- WHAT IS BEING ASKED: Print the listing below again. Change nothing.

- DATA:
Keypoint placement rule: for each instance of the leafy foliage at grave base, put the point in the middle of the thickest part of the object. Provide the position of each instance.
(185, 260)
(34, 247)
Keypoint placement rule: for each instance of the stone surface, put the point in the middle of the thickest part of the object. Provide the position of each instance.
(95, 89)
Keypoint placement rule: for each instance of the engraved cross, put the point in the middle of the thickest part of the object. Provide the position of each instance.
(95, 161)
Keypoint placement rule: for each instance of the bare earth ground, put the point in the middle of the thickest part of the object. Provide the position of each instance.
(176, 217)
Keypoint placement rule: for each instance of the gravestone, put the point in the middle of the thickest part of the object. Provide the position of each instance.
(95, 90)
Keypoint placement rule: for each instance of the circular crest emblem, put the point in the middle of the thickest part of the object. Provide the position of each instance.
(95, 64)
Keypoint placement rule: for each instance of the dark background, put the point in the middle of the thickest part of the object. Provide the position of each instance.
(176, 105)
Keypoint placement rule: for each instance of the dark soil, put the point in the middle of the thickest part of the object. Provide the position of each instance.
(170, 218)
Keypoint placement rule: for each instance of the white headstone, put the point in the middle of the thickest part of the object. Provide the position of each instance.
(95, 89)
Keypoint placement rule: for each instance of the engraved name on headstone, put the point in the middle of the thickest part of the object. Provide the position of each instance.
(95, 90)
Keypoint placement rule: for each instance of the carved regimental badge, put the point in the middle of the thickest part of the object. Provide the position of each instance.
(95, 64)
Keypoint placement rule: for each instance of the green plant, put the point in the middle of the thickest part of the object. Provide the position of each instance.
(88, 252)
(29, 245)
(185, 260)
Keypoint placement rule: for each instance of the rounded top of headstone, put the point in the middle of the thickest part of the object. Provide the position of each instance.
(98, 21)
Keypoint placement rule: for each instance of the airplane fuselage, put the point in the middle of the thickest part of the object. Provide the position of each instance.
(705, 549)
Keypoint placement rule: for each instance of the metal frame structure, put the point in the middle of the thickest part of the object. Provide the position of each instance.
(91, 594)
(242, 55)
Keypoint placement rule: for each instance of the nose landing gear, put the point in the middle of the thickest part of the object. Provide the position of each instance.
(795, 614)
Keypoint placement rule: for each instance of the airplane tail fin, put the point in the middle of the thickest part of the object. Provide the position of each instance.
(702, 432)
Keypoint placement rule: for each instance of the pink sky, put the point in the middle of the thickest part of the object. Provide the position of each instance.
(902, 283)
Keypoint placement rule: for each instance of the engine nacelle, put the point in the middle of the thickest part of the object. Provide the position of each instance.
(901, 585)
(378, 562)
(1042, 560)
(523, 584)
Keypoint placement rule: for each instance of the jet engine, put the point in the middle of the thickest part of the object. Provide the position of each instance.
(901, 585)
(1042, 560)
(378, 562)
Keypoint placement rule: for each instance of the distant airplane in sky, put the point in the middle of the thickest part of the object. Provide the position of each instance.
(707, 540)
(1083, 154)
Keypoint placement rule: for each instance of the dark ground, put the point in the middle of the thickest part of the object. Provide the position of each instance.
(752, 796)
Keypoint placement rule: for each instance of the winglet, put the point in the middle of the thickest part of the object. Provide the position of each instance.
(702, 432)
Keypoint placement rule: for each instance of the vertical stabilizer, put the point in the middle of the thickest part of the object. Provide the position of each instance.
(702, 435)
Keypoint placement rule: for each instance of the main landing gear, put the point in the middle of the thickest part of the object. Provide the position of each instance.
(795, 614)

- RESPONSE TO THE EXERCISE:
Keypoint placement rule: for each instance of the leafy foliage at grave base, put the point in the middle of the thickest part of the object. Provide the position of each instance.
(185, 260)
(34, 247)
Keypoint placement rule: for each instance of the stone surface, put the point in the middle of the thickest part of the object. Provide the position of each instance.
(95, 89)
Keypoint placement rule: for each instance of the engraved cross, put the point in the middle of the thickest part of the object. Provide the position of each instance.
(95, 161)
Keypoint placement rule: for each instance of the bare earth ground, put the point in the middle of the thickest part of the object. Provide the position of each instance.
(176, 217)
Keypoint placement rule: for each instance of the gravestone, put the point in the middle of the thickest part of the object. Provide the position of each instance.
(95, 90)
Keypoint placement rule: for each instance of the circular crest emblem, put the point in the middle of the thickest part of the object. Provide the position of each instance.
(95, 64)
Keypoint placement rule: for each instance of the dark background, put the point in the middle of the thickest part of the object. Provide the position of each instance.
(176, 105)
Keypoint placement rule: for each instance of the dark soil, put the point in the middle of the thickest part of the object. Provide the position of each instance.
(170, 218)
Keypoint placement rule: for each instance of the white headstone, put the point in the middle of the thickest part of the object. Provide the position of each instance.
(95, 89)
Keypoint placement rule: for each instance of the engraved name on headstone, put the point in the middle of the thickest part of the object. Provide the position of each instance.
(95, 90)
Keypoint placement rule: for each instance of the carved regimental badge, put the point in the middle of the thickest part of the object. Provide the position of each instance.
(95, 64)
Keypoint placement rule: for each instance of the green plant, put the point in the middle of the thickest part of the object. Provide the position of each instance.
(88, 252)
(29, 245)
(185, 260)
Keypoint placement rule: for each instance of the rounded top of headstone, put the point in the middle of the thickest part of the object. Provide the position of each instance.
(98, 21)
Keypoint placement rule: for each instance of the airplane fuselage, put the point in the middle of the thickest part of the object. Provide the position of each instance.
(705, 549)
Keypoint placement rule: for each instance of the metal frame structure, put the point in the middle of the thickest part of the object. Provide the position of each instance.
(91, 594)
(242, 55)
Keypoint placement rule: for each instance of the nose landing gear, put the point in the middle of the thickest part of the object. Provide the position of each instance.
(795, 614)
Keypoint placement rule: for each instance of the airplane tail fin, put the point in the middle of the thickest part of the object. Provide the position of each instance.
(702, 432)
Keypoint placement rule: for each instance of the pink sky, put the point in the middle of the thickest part of the object. Provide the position of each instance.
(902, 283)
Keypoint placement rule: for each instance of the engine nacelle, put the point in the middle of the thickest part of the object. Provide the position of each instance.
(901, 585)
(378, 562)
(1042, 560)
(523, 584)
Keypoint placement rule: for each instance of the jet engine, put the point in the middle of the thickest part of the object. Provide the position of each instance.
(901, 585)
(1042, 560)
(378, 562)
Keypoint placement rule: for each instance of the distant airplane in sky, put the point in the middle of the thickest part of the object. Provide the position of each instance.
(707, 540)
(1083, 154)
Keypoint placement rule: for each instance of the dark ground, put the point in the middle of the thickest part of the object. Provide the position of each instance.
(752, 796)
Keypoint placement rule: for each instance of the winglet, put the point in the middle of the thickest part of the object. Provide the position of each instance.
(702, 432)
Keypoint placement rule: for each instance of the vertical stabilizer, put the point in the middle of the thickest part of the object. Provide the position of each instance.
(702, 435)
Keypoint placement rule: for each instance of the main landing gear, put the point in the middle of the thickest part of the object. Provide the position of each instance.
(795, 614)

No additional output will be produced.